***** Texto de lectura

Entre las críticas de Ibrahim se destacan, por un lado, el hecho de que el proceso de verificación de Myanmar para que un refugiado regrese no es transparente: los sucesivos gobiernos militares en dicho país se caracterizaron por tener una política consistente en retener la documentación oficial de los rohingyas o de incautar y destruir la poca documentación que tenían. Como resultado, la mayoría de los rohingyas en Myanmar no tiene documentación oficial –lo que revela una política activa de denegación de la ciudadanía-.
Por otro lado, resulta irrisorio pensar que quiénes escaparon de la violencia extrema se habrían dado “el lujo del tiempo y la seguridad para buscar sus documentos antes del éxodo”, explica Ibrahim. Asimismo, el acuerdo entre Bangladesh y Myanmar especifica que los refugiados deberían volver a sus hogares y propiedades, lo que también resulta altamente improbable, dado que numerosos poblados rohingyas fueron quemados y sus vecinos –mayoritariamente budistas- han arrebatado gran parte de su ganado y sus tierras.
Como contrapartida, Myanmar anunció que construiría campamentos para algunos de los retornados, recibiendo de a 300 refugiados por día –un ritmo que necesitaría más de cinco años y medio para permitir el regreso de los más de 600 mil rohingyas en el exilio-. No obstante, vale preguntarse por qué un rohingya preferiría cambiar un campo de refugiados en un país relativamente seguro por un campo de refugiados en un país intensamente hostil, y depender de la seguridad de las mismas personas que mataron a sus familias y quemaron sus aldeas.
En todos los casos, lo que resulta uno de los puntos centrales de discusión es el status legal de esta minoría musulmana. Sin ciudadanía ni igualdad frente a la ley, y privados de sus derechos humanos básicos, las garantías para un hipotético regreso no están dadas –por más que así quieran fingirlo las autoridades a ambos lados de la frontera-, menos aún si este esquema habilita a tratarlos como “inmigrantes de Bangladesh”, una frase que sus perseguidores siempre usaron para describirlos.
Lo que resulta preocupante es que ni a las autoridades de Bangladesh ni de Myanmar les importa realmente la situación en términos humanitarios –y cabe preguntarse si a alguna otra nación en el mundo-. Los primeros “consideran a los rohingyas como una carga financiera para su empobrecido país y una potencial amenaza a la seguridad” por lo que han “tratado de mantener a los refugiados rohingya en campos aislados del resto de la sociedad para señalar que no están destinados a vivir allí para siempre”, explica Ibrahim.
Para los segundos -el gobierno civil de Myanmar y su líder, la Premio Nobel de la Paz Daw Aung San Suu Kyi-, el acuerdo “es un ejercicio de relaciones públicas para evitar la condena internacional”, afirma este mismo autor. Y adicionalmente, sin el apoyo de los líderes militares –algo que los medios internacionales reportan cada vez más frecuentemenre- Aung San Suu Kyi no puede evitar que el ejército asalte a los rohingyas. Incluso con las mejores intenciones, la seguridad de los repatriados no está garantizada. Y su vida continúa en peligro.
Recientemente, el Papa Francisco culminó una visita a la región del conflicto con un encuentro en Bangladesh con 16 refugiados rohingyas. Allí dijo que “la presencia de Dios también se llama rohingya”, marcando el primer momento en el que llamó a esta minoría por su nombre (algo que había eludido hacer en su paso por Myanmar). Finalmente, les pidió perdón “por la indiferencia mundial”. Según relataron las crónicas periodísticas, al escuchar estas palabras los refugiados se echaron a llorar.

**********

:: Tarea 1 ::
Responde según el texto sobre los rohingyas:
(a) ¿Cuántos refugiados por día anunció Myanmar que recibiría en los campamentos para retornados?
(b) ¿Con cuántos refugiados rohingyas se reunió el Papa Francisco en Bangladesh?
(c) Según Ibrahim, ¿qué es el acuerdo para el gobierno civil de Myanmar?
:: Tarea 2 ::
Transcribe del texto sobre los rohingyas el fragmento que comienza con "Recientemente, el Papa" y sigue hasta "echaron a llorar.".
Los datos que vienen a continuación son un material independiente del texto sobre los rohingyas.

***** Datos proporcionados

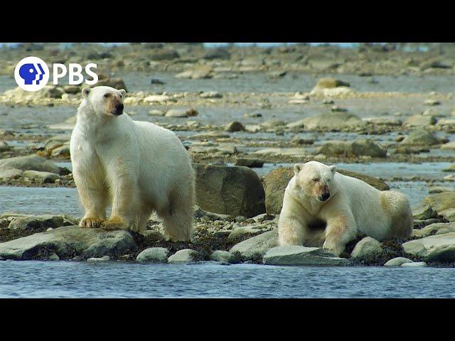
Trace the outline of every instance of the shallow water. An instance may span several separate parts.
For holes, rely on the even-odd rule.
[[[455,269],[0,261],[0,297],[454,298]]]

**********

:: Respuesta 1 ::
(a) 300 refugiados por día.
(b) Con 16 refugiados rohingyas.
(c) Un ejercicio de relaciones públicas para evitar la condena internacional.

:: Respuesta 2 ::
Recientemente, el Papa Francisco culminó una visita a la región del conflicto con un encuentro en Bangladesh con 16 refugiados rohingyas. Allí dijo que “la presencia de Dios también se llama rohingya”, marcando el primer momento en el que llamó a esta minoría por su nombre (algo que había eludido hacer en su paso por Myanmar). Finalmente, les pidió perdón “por la indiferencia mundial”. Según relataron las crónicas periodísticas, al escuchar estas palabras los refugiados se echaron a llorar.